Task instructions. Identify each line of the rows below that contains the string "positive" and copy those lines.

(Stored data)
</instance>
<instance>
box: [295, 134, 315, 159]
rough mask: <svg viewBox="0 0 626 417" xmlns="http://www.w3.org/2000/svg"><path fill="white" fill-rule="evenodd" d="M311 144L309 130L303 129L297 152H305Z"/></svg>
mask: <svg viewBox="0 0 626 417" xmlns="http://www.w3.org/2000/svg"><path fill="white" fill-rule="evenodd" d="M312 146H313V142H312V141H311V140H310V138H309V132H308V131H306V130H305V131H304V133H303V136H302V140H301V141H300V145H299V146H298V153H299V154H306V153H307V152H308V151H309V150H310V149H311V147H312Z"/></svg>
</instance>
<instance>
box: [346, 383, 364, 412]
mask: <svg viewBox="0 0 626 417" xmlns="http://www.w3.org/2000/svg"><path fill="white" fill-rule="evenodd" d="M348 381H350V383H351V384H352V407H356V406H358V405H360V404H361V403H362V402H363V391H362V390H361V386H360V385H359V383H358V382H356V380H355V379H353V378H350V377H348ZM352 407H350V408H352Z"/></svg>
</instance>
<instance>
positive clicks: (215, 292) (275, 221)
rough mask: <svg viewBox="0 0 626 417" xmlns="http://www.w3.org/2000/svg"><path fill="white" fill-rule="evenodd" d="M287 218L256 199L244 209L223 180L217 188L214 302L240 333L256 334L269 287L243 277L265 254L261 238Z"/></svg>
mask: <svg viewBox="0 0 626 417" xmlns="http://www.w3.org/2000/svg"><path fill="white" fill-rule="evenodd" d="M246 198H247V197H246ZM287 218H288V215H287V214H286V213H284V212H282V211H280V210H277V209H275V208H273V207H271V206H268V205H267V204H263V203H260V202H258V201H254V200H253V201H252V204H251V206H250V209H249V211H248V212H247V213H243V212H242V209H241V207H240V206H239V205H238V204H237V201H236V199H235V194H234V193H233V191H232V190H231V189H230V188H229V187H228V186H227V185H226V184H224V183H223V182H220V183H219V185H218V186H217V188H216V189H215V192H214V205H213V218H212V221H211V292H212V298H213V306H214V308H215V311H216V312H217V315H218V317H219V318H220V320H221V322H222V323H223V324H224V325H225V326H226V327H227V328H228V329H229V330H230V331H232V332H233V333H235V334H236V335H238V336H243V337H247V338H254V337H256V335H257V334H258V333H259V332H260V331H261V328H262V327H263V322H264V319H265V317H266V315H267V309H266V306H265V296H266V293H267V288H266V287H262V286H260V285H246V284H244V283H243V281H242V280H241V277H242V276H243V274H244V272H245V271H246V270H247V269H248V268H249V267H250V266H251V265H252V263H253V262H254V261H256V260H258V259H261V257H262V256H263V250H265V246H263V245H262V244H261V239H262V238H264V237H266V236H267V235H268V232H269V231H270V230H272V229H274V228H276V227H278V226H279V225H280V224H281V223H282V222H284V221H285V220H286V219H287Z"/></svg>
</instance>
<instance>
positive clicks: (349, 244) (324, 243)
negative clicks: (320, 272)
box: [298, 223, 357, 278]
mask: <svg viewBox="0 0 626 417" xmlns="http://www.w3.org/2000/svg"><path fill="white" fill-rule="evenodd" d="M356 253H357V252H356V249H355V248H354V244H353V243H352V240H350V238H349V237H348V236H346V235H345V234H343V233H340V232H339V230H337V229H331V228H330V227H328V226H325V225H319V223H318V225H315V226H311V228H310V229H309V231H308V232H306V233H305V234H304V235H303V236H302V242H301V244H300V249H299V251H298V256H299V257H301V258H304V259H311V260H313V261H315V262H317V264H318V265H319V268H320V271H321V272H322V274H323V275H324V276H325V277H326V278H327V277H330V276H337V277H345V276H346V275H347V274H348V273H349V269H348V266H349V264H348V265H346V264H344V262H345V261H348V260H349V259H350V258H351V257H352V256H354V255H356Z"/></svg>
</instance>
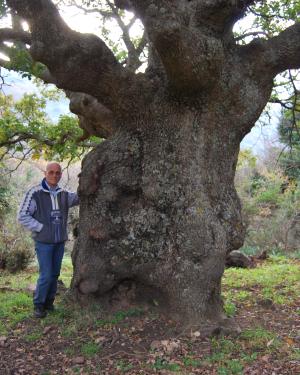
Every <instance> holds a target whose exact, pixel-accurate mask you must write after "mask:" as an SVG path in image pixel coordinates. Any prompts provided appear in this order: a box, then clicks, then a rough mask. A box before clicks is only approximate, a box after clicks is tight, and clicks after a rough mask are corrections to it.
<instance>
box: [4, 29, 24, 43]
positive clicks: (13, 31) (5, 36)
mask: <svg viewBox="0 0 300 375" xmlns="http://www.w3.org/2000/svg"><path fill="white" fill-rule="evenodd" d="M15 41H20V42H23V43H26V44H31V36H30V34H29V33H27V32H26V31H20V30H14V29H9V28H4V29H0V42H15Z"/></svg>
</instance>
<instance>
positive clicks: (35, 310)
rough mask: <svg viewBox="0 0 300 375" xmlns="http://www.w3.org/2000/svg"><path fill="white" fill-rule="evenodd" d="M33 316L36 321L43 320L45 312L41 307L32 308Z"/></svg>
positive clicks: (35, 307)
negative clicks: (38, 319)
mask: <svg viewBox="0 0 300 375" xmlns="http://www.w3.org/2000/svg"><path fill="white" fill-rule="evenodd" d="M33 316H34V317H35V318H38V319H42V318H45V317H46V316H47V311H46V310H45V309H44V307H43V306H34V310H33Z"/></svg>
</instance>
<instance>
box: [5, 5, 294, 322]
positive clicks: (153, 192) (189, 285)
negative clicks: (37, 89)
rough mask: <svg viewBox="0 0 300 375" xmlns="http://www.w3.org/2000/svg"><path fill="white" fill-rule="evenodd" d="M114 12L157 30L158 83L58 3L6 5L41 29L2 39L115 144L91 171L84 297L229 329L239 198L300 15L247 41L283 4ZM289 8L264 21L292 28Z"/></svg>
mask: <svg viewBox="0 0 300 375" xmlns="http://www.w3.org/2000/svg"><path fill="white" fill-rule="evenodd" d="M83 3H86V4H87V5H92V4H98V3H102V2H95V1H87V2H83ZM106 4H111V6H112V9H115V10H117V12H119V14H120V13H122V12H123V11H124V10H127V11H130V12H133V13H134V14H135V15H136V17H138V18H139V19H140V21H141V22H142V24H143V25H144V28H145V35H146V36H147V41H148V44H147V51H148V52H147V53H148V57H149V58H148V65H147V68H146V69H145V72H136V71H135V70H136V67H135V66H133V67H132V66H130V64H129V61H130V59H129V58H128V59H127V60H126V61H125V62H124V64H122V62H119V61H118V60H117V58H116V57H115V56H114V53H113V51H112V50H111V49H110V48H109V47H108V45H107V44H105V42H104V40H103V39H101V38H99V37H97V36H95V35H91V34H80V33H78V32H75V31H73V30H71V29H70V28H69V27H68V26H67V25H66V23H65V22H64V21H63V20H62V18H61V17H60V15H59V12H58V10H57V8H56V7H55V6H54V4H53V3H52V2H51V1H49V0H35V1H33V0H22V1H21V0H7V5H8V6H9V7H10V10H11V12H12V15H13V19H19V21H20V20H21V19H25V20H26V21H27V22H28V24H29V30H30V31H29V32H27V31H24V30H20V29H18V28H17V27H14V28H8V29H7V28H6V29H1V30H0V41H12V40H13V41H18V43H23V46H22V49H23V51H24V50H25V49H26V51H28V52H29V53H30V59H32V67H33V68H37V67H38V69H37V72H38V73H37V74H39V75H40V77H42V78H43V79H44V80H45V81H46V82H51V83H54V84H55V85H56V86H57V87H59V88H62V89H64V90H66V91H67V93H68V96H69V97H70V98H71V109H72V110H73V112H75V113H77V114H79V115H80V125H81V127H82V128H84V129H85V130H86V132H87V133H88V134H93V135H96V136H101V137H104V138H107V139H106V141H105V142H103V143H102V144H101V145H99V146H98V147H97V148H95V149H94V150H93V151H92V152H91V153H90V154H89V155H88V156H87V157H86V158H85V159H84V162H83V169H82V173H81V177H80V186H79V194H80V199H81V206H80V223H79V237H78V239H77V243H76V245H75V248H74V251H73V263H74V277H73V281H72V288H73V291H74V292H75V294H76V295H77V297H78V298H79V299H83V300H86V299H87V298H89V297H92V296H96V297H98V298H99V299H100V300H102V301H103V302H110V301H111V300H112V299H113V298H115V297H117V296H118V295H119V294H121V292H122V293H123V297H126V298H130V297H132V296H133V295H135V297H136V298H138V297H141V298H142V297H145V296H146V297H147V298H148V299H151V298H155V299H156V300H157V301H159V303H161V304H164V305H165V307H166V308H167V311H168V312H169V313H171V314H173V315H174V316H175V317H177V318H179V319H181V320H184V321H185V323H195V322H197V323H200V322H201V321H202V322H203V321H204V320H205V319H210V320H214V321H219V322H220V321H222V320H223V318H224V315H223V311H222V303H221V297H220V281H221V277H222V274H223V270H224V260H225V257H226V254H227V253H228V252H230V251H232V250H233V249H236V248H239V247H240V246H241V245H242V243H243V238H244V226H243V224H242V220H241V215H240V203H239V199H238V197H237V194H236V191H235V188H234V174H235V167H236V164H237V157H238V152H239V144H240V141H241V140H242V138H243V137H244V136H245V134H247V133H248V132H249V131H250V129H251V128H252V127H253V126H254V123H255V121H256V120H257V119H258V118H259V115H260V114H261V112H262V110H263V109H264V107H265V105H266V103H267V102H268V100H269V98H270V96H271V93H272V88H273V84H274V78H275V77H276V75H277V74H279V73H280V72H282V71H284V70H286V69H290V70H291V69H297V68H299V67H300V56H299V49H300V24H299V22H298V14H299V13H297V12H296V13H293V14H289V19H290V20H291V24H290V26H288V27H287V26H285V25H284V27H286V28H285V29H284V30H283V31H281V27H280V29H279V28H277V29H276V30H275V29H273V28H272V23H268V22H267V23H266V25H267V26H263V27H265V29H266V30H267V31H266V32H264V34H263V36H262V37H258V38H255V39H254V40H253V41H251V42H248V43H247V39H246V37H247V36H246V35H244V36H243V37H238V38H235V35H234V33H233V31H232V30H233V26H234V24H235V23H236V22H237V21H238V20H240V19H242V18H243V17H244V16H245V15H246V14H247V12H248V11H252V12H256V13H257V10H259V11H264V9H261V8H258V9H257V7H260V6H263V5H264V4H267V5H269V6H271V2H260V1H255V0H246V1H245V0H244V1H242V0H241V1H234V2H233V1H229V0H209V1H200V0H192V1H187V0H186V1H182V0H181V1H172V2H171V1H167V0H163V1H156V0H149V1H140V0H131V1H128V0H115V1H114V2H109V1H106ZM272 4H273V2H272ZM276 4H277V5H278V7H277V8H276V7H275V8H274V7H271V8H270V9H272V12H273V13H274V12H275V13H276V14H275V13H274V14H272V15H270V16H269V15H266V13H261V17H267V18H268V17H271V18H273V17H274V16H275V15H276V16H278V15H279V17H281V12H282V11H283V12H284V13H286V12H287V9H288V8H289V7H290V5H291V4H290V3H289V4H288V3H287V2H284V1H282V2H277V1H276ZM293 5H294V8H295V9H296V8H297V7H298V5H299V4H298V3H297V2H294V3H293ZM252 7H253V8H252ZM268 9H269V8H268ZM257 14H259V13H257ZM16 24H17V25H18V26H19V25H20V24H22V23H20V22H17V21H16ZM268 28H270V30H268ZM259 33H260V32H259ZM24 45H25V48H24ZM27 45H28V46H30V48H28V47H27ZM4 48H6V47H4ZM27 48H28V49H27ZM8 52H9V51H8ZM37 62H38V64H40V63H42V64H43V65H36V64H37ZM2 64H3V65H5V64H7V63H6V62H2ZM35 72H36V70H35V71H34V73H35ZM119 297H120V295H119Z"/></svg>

Exercise output.
positive clicks: (215, 292) (275, 221)
positive clicks: (349, 244) (324, 243)
positive clicks: (13, 31) (5, 36)
positive clicks: (35, 310)
positive clicks: (35, 307)
positive clicks: (153, 192) (189, 285)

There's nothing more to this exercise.